▶ The problem:
Rewrite the records below, replacing every occurrence of "single point" with "single marker" and leaving everything else unchanged.

▶ Entries shown:
((

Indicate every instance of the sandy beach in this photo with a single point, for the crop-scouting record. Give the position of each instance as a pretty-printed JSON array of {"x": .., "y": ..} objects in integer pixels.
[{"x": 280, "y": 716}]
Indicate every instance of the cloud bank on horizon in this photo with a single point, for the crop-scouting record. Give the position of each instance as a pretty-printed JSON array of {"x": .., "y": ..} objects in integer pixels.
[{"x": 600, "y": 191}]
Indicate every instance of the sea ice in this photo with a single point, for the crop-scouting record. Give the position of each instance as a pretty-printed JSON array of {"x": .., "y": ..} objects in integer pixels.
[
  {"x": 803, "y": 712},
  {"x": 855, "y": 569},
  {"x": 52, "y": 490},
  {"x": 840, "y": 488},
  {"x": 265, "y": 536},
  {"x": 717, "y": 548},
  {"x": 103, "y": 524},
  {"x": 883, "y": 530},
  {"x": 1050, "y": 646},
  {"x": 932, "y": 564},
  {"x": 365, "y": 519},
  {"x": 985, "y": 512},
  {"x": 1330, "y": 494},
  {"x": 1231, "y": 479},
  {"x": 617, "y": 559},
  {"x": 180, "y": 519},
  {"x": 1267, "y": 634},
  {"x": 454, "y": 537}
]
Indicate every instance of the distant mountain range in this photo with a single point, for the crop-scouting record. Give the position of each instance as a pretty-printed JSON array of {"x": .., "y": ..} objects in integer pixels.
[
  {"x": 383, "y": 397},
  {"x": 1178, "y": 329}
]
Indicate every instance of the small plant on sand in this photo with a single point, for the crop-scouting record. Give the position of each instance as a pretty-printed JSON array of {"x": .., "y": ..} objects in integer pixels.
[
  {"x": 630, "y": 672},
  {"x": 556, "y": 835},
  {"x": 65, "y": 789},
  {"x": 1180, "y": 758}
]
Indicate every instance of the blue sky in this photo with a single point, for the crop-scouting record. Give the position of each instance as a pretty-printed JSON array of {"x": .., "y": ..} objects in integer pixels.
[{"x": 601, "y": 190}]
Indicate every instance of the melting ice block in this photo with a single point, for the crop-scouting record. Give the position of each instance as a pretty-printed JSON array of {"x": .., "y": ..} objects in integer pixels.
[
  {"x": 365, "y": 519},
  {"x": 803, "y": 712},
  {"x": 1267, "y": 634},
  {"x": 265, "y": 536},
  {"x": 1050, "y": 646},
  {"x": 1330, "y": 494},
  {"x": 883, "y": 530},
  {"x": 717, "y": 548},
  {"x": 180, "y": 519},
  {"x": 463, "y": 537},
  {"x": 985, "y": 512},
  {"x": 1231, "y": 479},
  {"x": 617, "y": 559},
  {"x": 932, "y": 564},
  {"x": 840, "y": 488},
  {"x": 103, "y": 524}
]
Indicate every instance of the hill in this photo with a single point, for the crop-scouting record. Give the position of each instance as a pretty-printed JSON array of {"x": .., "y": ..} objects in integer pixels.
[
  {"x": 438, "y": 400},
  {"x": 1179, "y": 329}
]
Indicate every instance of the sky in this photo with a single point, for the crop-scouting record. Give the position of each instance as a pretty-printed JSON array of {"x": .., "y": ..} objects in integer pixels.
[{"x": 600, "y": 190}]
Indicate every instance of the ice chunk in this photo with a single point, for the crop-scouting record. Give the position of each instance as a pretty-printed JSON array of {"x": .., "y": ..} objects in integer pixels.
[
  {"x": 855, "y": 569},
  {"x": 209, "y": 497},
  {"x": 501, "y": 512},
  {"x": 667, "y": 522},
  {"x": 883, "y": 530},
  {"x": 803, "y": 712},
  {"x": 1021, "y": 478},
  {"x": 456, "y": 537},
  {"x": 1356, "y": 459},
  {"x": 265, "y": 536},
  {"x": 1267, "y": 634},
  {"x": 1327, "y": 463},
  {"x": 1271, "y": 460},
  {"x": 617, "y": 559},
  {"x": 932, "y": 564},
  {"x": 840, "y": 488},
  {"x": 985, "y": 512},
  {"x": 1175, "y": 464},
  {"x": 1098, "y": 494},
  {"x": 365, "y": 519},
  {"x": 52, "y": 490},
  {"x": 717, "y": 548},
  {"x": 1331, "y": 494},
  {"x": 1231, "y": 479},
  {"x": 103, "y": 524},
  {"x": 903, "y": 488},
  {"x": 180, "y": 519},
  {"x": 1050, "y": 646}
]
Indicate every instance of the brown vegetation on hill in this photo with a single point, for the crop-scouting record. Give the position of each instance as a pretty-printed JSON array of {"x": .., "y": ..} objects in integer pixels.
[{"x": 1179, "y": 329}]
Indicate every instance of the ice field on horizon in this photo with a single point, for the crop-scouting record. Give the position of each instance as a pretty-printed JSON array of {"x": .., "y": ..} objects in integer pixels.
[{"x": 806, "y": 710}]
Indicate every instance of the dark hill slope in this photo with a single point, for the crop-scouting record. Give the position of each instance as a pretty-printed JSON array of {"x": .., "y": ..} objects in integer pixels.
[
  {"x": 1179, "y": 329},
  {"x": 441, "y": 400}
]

))

▶ Solution to this exercise:
Indicate every instance of the sandy beach in this photo with a single marker, for the crop-scouting record. Give the position of each instance as a pretty-printed JSON array of {"x": .., "y": ..} objects in integer pixels.
[{"x": 280, "y": 716}]
Indicate every instance of the cloud bank on horizon in this photo with a single marker, for the crop-scouting record. Give the position of each instance as a pretty-printed JSON array of {"x": .., "y": ..} objects in integer pixels.
[{"x": 600, "y": 191}]
Indicate every instance of the sea ice in this photo with a single marker, for the crop-scouting record. Give the position of each instance as a pretty-printed JSON array of {"x": .., "y": ..} objects in integer pixels.
[
  {"x": 803, "y": 712},
  {"x": 855, "y": 569},
  {"x": 52, "y": 490},
  {"x": 840, "y": 488},
  {"x": 265, "y": 536},
  {"x": 717, "y": 548},
  {"x": 103, "y": 524},
  {"x": 883, "y": 530},
  {"x": 1050, "y": 646},
  {"x": 932, "y": 564},
  {"x": 365, "y": 519},
  {"x": 985, "y": 512},
  {"x": 1330, "y": 494},
  {"x": 1231, "y": 479},
  {"x": 617, "y": 559},
  {"x": 180, "y": 519},
  {"x": 1267, "y": 634},
  {"x": 454, "y": 537}
]
Indicate every instance of the distant mountain range in this photo with a single marker, for the crop-scouting record. Give the position of each instance as a pretty-printed JSON array of {"x": .., "y": ..} objects in integer pixels.
[
  {"x": 383, "y": 397},
  {"x": 1178, "y": 329}
]
Indicate every instance of the small plant on sand in this photo with a single marker, for the crop-scouting record. Give the position of each instance as a pretty-printed JSON array of {"x": .., "y": ..} objects in integer pixels.
[
  {"x": 630, "y": 672},
  {"x": 556, "y": 835},
  {"x": 65, "y": 789},
  {"x": 1180, "y": 758}
]
Indicate every instance of the blue sky in this photo with a single marker, for the crop-scouting record. Give the position of each instance as a pretty-printed JSON array of {"x": .., "y": ..} objects in integer pixels.
[{"x": 601, "y": 190}]
Indicate every instance of the melting ice block in this photo with a single marker, for the crop-scouting record. Give the position of each instance as a pretty-printed JSON array of {"x": .., "y": ..} objects in integer pixels.
[
  {"x": 365, "y": 519},
  {"x": 803, "y": 712},
  {"x": 1267, "y": 634},
  {"x": 265, "y": 536},
  {"x": 1050, "y": 646},
  {"x": 1330, "y": 494},
  {"x": 883, "y": 530},
  {"x": 717, "y": 548},
  {"x": 180, "y": 519},
  {"x": 463, "y": 537},
  {"x": 985, "y": 512},
  {"x": 1231, "y": 479},
  {"x": 617, "y": 559},
  {"x": 932, "y": 564},
  {"x": 840, "y": 488},
  {"x": 103, "y": 524}
]
Indicate every instance of the hill in this photo with a single marker, for the crop-scouting record. Give the position of each instance as a pretty-printed JSON array of {"x": .., "y": ..} objects in integer pixels.
[
  {"x": 438, "y": 400},
  {"x": 1179, "y": 329}
]
Indicate every instance of the sky in this photo with a single marker, for the crop-scouting record. Give the position of each instance as a pretty-printed JSON array of {"x": .., "y": ..} objects in integer pixels.
[{"x": 600, "y": 190}]
Indicate every instance of the ice chunk in this photo with a single marker, for the crop-scouting record. Give the position of each instance as a pretty-printed JSON array of {"x": .., "y": ..} objects in integer pixels.
[
  {"x": 855, "y": 569},
  {"x": 209, "y": 497},
  {"x": 501, "y": 512},
  {"x": 667, "y": 522},
  {"x": 883, "y": 530},
  {"x": 803, "y": 712},
  {"x": 1021, "y": 478},
  {"x": 456, "y": 537},
  {"x": 1356, "y": 459},
  {"x": 265, "y": 536},
  {"x": 1267, "y": 634},
  {"x": 1327, "y": 463},
  {"x": 1271, "y": 460},
  {"x": 617, "y": 559},
  {"x": 932, "y": 564},
  {"x": 840, "y": 488},
  {"x": 985, "y": 512},
  {"x": 1175, "y": 464},
  {"x": 1098, "y": 494},
  {"x": 365, "y": 519},
  {"x": 52, "y": 490},
  {"x": 717, "y": 548},
  {"x": 1331, "y": 494},
  {"x": 1231, "y": 479},
  {"x": 103, "y": 524},
  {"x": 903, "y": 488},
  {"x": 180, "y": 519},
  {"x": 1050, "y": 646}
]
Indicate every instance of the brown vegetation on hill in this photo with a single marker, for the crop-scouting record. Give the position of each instance as a pretty-printed JSON array of {"x": .., "y": ..} objects in integer pixels.
[{"x": 1179, "y": 329}]
Indicate every instance of the ice field on horizon in this photo with a single marker, for the crop-scouting record. Give the position of each instance as a pretty-printed JSON array of {"x": .., "y": ..} objects in integer pixels.
[{"x": 806, "y": 710}]
Indicate every instance of the dark hill slope in this photo with a single marker, for the crop-scouting record. Give the position of each instance as a pretty-printed JSON array of {"x": .., "y": ..} objects in integer pixels.
[
  {"x": 1179, "y": 329},
  {"x": 441, "y": 400}
]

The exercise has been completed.